TEXTO DO EXERCÍCIO:
Os dados apontam que, dos entrevistados, 46,99% estavam indecisos e 12,16% não tinham ideia da profissão a ser seguida. Apesar dessa indecisão, 87,71% queriam fazem um curso universitário.
É o caso de Maria Vitória. Mas a adolescente está tranquila quanto a indecisão. Estudante do Colégio Etapa, ela diz que os pais sempre apoiaram que ela fizesse uma viagem e um ano de cursinho para pensar melhor na escolha profissional.
Greiciane Gonçalves, de 17 anos, está na mesma situação: vai reservar 2014 para pensar no futuro. Sua dúvida é entre Moda ou Publicidade.
“Eu gosto muito de moda. Além de já fazer trabalhos como modelo, também gostaria de ser estilista, tenho muita criatividade. Mas fico indecisa com publicidade. Tenho amigos que fazem e converso muito com eles, acho que é uma coisa que eu gostaria também”, diz.
Para o consultor em profissões da Teenager, Tadeu Patané, a escolha de Maria Vitória e de Greiciane vai depender do autoconhecimento.
“O aluno tem que pesquisar, conhecer o curso e, mais, saber o que faz o profissional. Os jovens ainda ficam muito confusos com o que o profissional faz, como é o dia-a-da da profissão”, diz.
Para perceber que Artes não era apenas um passatempo, Bruna Mayer, 17 anos, teve que passar por esse período de “autoconhecimento”. “Sempre desenhei e fiz cursos na área, mas só no ano passado comecei a pensar nisso como uma profissão. Eu gosto muito de Exatas e pensava que faria Matemática ou Engenharia”.
A decisão pelas Artes veio quando Bruna passou a pesquisar as possibilidades pela internet, fazer perguntas no colégio onde estuda e para antigos professores de desenho e pediu para conhecer o trabalho de amigos na área. “Hoje sei que é que quero fazer”.
A idade do jovem
Para Miguel Perosa, especialista em psicologia do adolescente e professor da PUC-SP, essa indecisão apontada pela pesquisa tem tudo a ver com a maturidade. “Sempre digo que faculdade deveria ser obrigatória depois dos 21 anos”, diz rindo.
Para ele, os jovens deveriam ter uma experiência profissional antes de ter que escolher uma carreira. “Ainda mais que estamos em uma época em que a identidade pessoal está cada vez mais difícil de exercer, em que as pessoas estão muito mais voltadas para a aceitação do grupo”, pondera.

REQUISITOS DAS TAREFAS:
a) Redigite o trecho do texto sobre a escolha da profissão entre "Greiciane Gonçalves, de" e "depender do autoconhecimento.", incluindo ambos.
b) Dê continuidade ao texto sobre a escolha da profissão a partir do ponto em que ele termina.

(Trechos de dados)

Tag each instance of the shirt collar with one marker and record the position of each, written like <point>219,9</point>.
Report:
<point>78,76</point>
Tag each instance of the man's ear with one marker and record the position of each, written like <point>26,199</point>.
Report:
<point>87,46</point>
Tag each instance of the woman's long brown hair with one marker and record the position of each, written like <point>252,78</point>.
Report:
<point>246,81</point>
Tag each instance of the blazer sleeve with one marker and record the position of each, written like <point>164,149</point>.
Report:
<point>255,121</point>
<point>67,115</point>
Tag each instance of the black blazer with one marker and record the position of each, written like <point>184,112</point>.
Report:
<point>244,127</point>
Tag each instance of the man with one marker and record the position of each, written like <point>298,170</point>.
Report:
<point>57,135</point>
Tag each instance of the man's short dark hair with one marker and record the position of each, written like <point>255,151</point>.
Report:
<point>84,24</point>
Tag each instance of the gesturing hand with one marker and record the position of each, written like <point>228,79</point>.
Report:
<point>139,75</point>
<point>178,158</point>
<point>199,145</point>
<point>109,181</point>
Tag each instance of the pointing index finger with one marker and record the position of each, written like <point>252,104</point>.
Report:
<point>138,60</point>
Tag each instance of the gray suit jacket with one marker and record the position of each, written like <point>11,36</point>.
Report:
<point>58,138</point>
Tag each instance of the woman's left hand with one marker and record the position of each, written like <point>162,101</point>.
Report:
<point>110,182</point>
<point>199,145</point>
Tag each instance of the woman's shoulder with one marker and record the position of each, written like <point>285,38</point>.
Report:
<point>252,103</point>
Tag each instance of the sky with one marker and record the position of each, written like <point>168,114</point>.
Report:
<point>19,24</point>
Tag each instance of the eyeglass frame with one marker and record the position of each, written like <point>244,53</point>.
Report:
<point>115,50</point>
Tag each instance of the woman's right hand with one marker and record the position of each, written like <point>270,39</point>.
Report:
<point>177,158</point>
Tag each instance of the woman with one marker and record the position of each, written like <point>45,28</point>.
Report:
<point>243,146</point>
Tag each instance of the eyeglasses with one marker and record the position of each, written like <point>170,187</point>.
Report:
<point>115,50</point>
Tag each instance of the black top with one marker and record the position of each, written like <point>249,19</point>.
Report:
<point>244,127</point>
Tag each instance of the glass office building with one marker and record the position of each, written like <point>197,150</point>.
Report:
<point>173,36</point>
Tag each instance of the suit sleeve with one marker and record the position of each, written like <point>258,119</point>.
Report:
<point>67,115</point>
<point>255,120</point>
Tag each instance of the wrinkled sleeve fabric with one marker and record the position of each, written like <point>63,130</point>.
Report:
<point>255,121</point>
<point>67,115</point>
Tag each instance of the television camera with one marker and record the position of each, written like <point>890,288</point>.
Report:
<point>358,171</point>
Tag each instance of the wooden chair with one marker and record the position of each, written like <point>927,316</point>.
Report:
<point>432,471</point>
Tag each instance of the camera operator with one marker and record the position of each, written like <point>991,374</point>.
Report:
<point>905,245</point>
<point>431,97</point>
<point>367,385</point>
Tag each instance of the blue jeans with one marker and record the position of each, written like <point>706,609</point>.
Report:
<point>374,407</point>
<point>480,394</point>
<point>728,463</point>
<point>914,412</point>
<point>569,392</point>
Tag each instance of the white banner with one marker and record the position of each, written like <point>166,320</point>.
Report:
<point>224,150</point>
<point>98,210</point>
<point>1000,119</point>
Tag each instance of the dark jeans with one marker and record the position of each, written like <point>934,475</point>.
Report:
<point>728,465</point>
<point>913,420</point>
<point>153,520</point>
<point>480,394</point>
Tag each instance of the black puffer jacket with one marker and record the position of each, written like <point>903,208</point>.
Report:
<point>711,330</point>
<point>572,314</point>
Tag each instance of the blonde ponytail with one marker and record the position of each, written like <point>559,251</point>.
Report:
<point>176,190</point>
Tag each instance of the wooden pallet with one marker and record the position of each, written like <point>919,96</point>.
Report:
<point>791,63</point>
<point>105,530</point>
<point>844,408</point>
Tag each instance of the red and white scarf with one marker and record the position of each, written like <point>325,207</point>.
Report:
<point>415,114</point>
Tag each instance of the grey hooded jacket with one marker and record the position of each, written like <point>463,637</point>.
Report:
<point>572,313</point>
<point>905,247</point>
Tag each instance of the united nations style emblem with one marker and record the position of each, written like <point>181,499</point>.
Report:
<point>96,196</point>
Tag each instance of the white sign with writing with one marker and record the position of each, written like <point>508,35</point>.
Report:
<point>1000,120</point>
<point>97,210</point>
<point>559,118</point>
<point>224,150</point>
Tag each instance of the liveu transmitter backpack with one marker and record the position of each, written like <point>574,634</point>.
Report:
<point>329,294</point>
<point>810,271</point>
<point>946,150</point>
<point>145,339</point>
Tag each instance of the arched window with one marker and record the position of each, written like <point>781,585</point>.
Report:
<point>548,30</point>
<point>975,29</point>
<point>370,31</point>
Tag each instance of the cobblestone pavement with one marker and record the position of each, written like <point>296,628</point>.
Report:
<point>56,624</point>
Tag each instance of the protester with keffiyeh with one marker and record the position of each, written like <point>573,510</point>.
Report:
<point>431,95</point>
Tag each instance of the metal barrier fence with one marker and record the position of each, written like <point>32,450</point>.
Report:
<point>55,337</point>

RESPOSTAS DO EXERCÍCIO:
a)
Greiciane Gonçalves, de 17 anos, está na mesma situação: vai reservar 2014 para pensar no futuro. Sua dúvida é entre Moda ou Publicidade.
“Eu gosto muito de moda. Além de já fazer trabalhos como modelo, também gostaria de ser estilista, tenho muita criatividade. Mas fico indecisa com publicidade. Tenho amigos que fazem e converso muito com eles, acho que é uma coisa que eu gostaria também”, diz.
Para o consultor em profissões da Teenager, Tadeu Patané, a escolha de Maria Vitória e de Greiciane vai depender do autoconhecimento.

b)
Se o grupo social em que os estudantes vivem pode ser um fator de influência, a pressão dentro de casa e o medo de decepcionar os pais também aparece na pesquisa.Os dados da Teenager apontam que do total de entrevistados, mais de 50% afirmaram que os pais têm total ou muita influência na hora da escolha profissional. Menos de 10% disseram que os pais não interferem em nada.
Experimentação
Para trabalhar o lado profissional desde o início do Ensino Médio, o Colégio Santa Maria faz um projeto com os alunos para que eles comecem a pensar desde cedo na carreira. No 1º ano, ajudam o aluno a se conhecer e a perceber as áreas que tem mais afinidade; no 2º, eles passam a conhecer as profissões e carreiras; no 3º, devem se preocupar com a escolha da universidade.
“Já no segundo ano, a gente percebe alguns grupos entre os alunos. Alguns – mais maduros – começam a ter noção do que querem e há aqueles que ainda não se preocupam com esse universo e com vestibular. Mas, mesmo entre os que se preocupam, há quem tenha gostos totalmente diferentes, como música, engenharia ou direito”, explica Maria Soledad Más Gandini, orientadora da 2ª série do Ensino Médio do Santa Maria.
Para ajudar a sanar esta confusão, a escola promove o Projeto Semana na Empresa, que leva os estudantes a passar alguns dias vivenciando uma profissão. “O retorno que tenho tido é interessante. Às vezes o aluno tinha certeza do que queria e acaba voltando dizendo que não quer mais”, afirma Maria.
A orientadora ressalta que é importante que as escolas participem ativamente nesse aspecto da vida dos alunos. “Não dá pra separar a escola da decisão profissional do aluno. Por sinal, é uma pena que a gente só consiga mexer nesse assunto quando o estudante entra no Ensino Médio, porque cada vez se torna mais necessário fazer esse acompanhamento mais cedo. Esse projeto existe há 15 anos e no começo os alunos já tinham mais definição do que queriam. Hoje eles têm mais dúvidas, até porque o número de profissões aumentou”.